> CHALLENGES
1. In the text on building a custom ROM, which option number in the Kitchen menu builds the ROM from the working directory?
2. Pull out every line of the records that contains the string "pole", matching case exactly.

> TEXT
--- --- ---
8. Go to your Kitchen folder and open your WORKING_DIRECTORY_*date here* folder, and open the "system" folder. (Do NOT edit anything in the META-INF folder, unless you are taking "Liberty" out of the updater-script [see Final Note]).

9a. In this folder, you will find all of your ROM's folders, from the apps, to the libs, to the frameworks, to everything. This folder IS the ROM. If you are looking to add a theme to it, you are going to want to edit the following APKs: /system/app/SystemUI.apk, /system/framework/framework-res.apk, /system/framework/moto-res.apk, /system/framework/blur-res.apk.

*To edit these files, you will need apktool (again, recommended Ubuntu). To learn how to use and how to install apktool, go here: **http://code.google.com/p/android-apktool/*

*The only real commands you will need to know to use it after you install it (how to install is on the Google Code page linked above) is:*
*apktool d APK.apk - This will decompile the APK*
*apktool b APK.apk - This will build the APK.*

9b. You can also replace the APKs if you want to do something such as replace the Launcher for expample. To do so, simply delete Blur-Launcher.apk from the /system/app folder, and put in something such as ADWLauncher.apk. MAKE SURE YOU ALWAYS HAVE A LAUNCHER, otherwise you won't have a home to work the phone from after you install it!!

10. After you are done with any and all modifications you want to make to the ROM, open the Terminal window that you have the Kitchen menu running in. Choose option 99 "Build ROM from working directory" and choose option 1 "Interactive Mode," choose Y to zipalign, it will build the update.zip, and choose Y when it asks to SIGN the ROM!

Your are completed! Put the completed ROM onto your SDCARD and flash in CWM! Be sure to back up! Be sure you didn't leave out any important parts! And have fun with your new custom ROM!

*Final Note*: Before releasing, because you used (assuming you used) Kejar31's base ROM, you will need to take out the "Liberty" banner from the updater-script. To do so, go to your WORKING_DIRECTORY and go to META-INF/com/google/android and open the updater-script in a text editor. Then simply delete all the lines at the beginning of the file that start with "ui_print" and save and you are done. Do this edit BEFORE you build the ROM. After this, it will no longer say "Liberty" while installing.
--- --- ---
(Data entries)

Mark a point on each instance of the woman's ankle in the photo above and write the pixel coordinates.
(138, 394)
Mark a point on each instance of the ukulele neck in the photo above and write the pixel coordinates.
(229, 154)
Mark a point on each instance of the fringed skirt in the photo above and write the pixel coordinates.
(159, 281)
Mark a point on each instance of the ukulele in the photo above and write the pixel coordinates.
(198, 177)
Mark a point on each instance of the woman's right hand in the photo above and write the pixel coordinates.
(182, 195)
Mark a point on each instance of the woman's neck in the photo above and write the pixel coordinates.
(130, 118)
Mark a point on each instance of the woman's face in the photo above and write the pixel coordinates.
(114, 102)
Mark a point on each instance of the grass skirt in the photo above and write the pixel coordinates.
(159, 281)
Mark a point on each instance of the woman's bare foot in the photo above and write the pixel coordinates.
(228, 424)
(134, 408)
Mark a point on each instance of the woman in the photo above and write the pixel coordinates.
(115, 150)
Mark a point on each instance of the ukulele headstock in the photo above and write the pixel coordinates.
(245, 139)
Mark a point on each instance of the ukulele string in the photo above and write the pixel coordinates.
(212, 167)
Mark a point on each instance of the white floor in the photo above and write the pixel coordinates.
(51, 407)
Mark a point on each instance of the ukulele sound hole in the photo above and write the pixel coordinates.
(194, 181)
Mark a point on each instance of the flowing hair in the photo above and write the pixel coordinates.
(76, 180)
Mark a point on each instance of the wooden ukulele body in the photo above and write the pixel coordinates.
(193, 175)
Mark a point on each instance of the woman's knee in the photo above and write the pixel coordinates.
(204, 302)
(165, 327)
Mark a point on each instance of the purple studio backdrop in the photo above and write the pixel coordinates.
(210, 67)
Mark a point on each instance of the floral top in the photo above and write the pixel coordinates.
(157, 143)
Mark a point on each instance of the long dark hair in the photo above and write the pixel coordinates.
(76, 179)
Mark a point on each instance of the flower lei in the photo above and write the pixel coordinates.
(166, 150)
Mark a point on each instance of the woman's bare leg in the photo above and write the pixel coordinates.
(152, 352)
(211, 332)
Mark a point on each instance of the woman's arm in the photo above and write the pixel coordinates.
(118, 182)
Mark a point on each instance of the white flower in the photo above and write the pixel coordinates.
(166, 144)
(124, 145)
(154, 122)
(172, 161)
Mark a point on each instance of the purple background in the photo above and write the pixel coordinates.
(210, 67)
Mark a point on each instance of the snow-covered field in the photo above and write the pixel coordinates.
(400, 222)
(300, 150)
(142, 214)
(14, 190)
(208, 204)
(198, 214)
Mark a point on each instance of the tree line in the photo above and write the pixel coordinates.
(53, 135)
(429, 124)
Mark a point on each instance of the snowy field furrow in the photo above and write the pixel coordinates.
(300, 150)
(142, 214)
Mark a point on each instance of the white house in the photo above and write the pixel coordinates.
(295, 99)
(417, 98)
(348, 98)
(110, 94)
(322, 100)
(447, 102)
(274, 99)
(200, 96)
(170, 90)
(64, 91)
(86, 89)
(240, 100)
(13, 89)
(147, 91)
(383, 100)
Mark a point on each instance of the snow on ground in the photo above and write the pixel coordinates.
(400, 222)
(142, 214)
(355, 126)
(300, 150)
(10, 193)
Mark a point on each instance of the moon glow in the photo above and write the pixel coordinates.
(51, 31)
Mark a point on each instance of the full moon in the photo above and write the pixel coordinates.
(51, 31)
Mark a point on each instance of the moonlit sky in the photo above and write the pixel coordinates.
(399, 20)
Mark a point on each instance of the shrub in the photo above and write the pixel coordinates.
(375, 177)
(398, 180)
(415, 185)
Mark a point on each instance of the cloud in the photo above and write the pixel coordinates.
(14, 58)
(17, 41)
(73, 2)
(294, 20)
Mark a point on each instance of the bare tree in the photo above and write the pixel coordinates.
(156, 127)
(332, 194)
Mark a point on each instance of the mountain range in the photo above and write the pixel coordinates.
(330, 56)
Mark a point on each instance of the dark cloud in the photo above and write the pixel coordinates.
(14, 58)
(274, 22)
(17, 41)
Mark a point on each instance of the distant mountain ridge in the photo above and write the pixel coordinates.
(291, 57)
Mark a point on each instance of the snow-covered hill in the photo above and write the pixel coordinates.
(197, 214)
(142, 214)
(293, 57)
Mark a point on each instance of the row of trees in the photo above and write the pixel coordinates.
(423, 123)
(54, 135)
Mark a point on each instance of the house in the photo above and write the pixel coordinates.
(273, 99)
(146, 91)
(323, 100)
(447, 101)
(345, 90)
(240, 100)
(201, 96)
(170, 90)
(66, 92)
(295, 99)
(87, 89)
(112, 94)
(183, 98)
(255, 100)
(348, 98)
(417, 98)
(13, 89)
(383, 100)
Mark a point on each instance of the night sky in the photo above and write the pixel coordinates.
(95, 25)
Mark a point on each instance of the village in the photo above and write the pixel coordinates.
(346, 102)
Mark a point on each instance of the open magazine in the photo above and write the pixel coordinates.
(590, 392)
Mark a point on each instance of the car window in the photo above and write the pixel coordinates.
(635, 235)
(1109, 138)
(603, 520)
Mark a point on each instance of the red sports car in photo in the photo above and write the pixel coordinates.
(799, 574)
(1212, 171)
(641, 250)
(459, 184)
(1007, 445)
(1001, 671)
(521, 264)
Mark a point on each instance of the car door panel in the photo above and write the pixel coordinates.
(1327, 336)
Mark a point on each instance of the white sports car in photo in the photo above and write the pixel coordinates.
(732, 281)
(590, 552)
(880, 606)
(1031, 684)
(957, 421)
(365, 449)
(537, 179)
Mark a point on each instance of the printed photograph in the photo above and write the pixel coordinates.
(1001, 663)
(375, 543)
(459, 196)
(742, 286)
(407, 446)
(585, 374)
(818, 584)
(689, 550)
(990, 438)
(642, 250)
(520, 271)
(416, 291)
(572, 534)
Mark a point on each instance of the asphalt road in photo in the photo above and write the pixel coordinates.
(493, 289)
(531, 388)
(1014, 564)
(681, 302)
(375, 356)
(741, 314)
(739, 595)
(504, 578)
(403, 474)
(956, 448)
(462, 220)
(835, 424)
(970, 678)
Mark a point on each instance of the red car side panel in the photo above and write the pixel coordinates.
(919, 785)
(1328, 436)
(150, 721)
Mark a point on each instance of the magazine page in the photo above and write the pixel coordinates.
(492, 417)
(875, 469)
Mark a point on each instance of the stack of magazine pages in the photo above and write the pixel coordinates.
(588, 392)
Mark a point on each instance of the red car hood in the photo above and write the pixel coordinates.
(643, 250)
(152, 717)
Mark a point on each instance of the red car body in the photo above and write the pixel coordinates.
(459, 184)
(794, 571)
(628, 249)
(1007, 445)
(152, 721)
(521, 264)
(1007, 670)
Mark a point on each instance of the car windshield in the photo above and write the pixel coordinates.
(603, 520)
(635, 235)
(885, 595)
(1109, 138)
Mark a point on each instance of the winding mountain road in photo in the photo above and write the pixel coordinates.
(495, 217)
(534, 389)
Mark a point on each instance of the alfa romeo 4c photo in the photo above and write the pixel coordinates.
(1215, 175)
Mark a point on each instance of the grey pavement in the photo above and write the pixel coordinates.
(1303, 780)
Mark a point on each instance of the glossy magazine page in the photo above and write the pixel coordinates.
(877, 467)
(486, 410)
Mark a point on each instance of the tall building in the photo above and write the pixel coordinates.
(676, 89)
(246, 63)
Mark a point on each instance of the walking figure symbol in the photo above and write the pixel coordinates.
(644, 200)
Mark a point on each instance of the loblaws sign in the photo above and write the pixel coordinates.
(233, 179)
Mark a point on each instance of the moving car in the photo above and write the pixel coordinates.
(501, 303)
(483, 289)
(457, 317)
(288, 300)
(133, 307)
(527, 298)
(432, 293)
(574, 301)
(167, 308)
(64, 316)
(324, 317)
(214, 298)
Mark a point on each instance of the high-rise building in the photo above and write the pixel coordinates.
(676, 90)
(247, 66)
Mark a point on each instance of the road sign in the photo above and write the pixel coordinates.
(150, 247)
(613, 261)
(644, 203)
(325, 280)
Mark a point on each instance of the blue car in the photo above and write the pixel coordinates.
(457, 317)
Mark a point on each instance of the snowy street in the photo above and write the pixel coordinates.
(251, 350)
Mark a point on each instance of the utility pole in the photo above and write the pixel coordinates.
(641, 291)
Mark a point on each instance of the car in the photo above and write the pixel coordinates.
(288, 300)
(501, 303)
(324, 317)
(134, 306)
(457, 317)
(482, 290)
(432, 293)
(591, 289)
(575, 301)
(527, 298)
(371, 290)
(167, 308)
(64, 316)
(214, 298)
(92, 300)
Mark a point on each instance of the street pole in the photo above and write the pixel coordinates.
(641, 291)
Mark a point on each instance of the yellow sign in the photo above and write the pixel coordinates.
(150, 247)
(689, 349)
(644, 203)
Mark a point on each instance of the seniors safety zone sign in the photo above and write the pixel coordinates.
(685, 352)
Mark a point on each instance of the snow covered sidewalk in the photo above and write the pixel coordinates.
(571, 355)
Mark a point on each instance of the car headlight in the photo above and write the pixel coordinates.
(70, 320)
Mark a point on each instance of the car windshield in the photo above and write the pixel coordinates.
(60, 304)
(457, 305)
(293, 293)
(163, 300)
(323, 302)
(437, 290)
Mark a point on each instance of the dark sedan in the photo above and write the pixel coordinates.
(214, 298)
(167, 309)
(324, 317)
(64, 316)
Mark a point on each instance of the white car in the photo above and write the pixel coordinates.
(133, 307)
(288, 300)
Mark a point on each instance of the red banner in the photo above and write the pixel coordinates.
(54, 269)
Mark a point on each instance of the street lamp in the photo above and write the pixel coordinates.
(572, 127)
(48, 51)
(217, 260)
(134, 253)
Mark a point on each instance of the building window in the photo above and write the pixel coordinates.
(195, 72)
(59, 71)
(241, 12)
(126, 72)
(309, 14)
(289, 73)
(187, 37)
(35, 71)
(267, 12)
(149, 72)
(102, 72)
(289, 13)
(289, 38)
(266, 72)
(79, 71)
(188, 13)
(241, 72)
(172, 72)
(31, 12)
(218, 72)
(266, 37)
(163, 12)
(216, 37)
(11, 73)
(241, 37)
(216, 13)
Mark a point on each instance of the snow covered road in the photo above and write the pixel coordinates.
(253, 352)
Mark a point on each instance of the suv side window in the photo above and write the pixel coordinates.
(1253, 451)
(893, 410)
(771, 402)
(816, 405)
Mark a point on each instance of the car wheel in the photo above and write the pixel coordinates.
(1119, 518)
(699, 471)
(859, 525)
--- --- ---
> WRITTEN ANSWERS
1. Option 99.

2.
Mark a point on each instance of the utility pole in the photo above and write the pixel coordinates.
Mark a point on each instance of the street pole in the photo above and write the pixel coordinates.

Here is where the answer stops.